**GOAL**:
Can you extract the lines below word for word, starting with the line that contains "Please put a point on the overcast" and continuing through the end of the records?

*****

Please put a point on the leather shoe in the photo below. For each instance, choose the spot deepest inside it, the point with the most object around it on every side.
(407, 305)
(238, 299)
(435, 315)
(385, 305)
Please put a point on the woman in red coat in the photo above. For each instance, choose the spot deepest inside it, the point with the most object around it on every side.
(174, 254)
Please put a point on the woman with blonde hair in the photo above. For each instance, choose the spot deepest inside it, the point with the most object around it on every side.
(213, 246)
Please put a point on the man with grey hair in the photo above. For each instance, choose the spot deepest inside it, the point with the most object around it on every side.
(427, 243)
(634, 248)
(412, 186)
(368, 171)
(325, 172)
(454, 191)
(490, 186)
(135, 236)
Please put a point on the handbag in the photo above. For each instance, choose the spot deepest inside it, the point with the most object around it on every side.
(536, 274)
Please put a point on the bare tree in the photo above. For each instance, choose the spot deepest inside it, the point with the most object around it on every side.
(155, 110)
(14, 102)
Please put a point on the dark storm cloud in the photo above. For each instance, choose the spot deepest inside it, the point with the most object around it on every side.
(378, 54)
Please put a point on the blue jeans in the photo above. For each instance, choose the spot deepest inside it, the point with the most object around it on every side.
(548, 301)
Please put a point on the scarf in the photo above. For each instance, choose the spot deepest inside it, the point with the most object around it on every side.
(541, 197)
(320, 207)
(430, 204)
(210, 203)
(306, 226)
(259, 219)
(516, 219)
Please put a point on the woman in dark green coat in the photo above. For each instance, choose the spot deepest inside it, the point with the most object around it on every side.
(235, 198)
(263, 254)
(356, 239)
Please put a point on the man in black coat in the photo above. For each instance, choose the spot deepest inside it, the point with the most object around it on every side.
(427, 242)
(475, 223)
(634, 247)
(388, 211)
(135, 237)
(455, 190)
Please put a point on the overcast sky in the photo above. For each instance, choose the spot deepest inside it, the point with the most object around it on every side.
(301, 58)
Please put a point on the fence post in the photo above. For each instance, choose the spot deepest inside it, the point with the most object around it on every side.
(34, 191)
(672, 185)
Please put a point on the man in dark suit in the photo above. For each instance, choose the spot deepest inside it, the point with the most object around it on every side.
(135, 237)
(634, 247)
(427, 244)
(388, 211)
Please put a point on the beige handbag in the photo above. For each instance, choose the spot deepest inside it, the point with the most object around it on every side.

*****

**EXERCISE SOLUTION**:
Please put a point on the overcast sky in the photo above. For each instance, choose the spot deepest inside it, the point with the most object around it on every side.
(301, 58)
Please put a point on the fence post in the photo above. For each instance, choose the spot deepest inside it, the point with the most object around it on every side.
(34, 191)
(672, 185)
Please put a point on the man in dark suit in the photo above. For each instance, choose the spot deepest inside it, the point with the most object around it on every side.
(135, 237)
(634, 247)
(427, 244)
(388, 211)
Please put a point on the beige handbag in the photo above. For each instance, choose the spot deepest inside it, the point with the most object around it on every side.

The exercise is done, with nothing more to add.